Yeshe Gyatso (Wylie: Ye shes rgya mtsho) (1686–1725) was a pretender for the position of the 6th Dalai Lama of Tibet. Declared by Lha-bzang Khan of the Khoshut Khanate on June 28, 1707, he was the only unofficial Dalai Lama. While praised for his personal moral qualities, he was not recognized by the bulk of the Tibetans and Mongols and is not counted in the official list of the Dalai Lamas.

[Given records]

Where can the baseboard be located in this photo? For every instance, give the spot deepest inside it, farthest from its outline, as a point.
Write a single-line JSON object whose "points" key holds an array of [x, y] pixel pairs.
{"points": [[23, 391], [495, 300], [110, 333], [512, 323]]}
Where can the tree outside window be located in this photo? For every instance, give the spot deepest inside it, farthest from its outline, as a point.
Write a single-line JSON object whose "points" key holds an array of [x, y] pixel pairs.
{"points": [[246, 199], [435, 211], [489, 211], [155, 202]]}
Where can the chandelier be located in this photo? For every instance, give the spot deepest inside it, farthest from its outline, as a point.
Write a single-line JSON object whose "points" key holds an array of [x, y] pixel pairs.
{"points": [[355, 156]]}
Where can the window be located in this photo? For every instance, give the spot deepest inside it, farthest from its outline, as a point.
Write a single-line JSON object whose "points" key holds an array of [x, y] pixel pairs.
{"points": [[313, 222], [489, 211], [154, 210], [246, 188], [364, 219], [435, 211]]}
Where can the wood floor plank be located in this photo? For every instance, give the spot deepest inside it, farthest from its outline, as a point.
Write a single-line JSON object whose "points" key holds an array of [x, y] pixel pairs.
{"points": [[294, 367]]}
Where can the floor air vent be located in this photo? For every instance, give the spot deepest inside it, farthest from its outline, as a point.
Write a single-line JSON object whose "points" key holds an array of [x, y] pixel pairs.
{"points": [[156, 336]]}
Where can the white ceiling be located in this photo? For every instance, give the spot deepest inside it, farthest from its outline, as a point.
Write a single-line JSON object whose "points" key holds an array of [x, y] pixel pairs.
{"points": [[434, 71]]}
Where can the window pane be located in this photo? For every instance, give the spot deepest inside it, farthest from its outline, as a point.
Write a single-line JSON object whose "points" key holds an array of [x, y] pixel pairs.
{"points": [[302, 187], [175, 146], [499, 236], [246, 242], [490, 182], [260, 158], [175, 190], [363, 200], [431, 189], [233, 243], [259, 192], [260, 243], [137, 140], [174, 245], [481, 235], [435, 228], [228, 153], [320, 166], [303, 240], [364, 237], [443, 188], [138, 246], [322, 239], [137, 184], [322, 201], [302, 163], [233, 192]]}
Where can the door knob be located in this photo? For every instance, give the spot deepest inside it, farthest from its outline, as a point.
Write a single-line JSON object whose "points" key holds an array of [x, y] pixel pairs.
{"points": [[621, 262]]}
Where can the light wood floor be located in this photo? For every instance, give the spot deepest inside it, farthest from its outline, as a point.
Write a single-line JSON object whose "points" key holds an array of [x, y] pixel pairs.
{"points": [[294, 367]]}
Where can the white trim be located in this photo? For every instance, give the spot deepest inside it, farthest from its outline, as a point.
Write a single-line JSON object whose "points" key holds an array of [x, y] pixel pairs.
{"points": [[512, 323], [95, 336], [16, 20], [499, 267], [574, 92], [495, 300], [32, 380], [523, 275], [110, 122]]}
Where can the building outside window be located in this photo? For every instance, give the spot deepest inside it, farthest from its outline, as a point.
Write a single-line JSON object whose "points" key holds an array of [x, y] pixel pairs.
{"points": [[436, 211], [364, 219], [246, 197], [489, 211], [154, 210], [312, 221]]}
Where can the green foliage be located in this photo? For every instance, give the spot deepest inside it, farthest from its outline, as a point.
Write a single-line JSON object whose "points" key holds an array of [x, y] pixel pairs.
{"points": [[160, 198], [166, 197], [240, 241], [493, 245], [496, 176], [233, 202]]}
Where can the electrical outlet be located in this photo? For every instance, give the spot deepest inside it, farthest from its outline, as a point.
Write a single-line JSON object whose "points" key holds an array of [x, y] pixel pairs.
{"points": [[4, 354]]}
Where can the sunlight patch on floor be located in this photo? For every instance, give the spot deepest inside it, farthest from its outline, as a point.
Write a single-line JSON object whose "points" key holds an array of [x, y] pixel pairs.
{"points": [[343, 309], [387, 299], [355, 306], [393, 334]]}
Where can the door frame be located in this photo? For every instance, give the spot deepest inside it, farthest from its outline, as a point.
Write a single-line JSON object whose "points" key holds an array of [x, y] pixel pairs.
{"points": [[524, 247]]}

[What you need to do]
A - Rewrite the passage on Yeshe Gyatso from "Yeshe Gyatso (Wylie: Ye" up to and including "the Dalai Lamas.", swapping "pretender" for "claimant".
B - Answer these questions from the passage on Yeshe Gyatso:
(i) What years of birth and death does it give for Yeshe Gyatso?
(ii) On what date was he declared?
(iii) What about him was praised?
This material has no connection to the passage on Yeshe Gyatso.

[Answers by item number]
A -
Yeshe Gyatso (Wylie: Ye shes rgya mtsho) (1686–1725) was a claimant for the position of the 6th Dalai Lama of Tibet. Declared by Lha-bzang Khan of the Khoshut Khanate on June 28, 1707, he was the only unofficial Dalai Lama. While praised for his personal moral qualities, he was not recognized by the bulk of the Tibetans and Mongols and is not counted in the official list of the Dalai Lamas.

B -
(i) 1686–1725
(ii) June 28, 1707
(iii) His personal moral qualities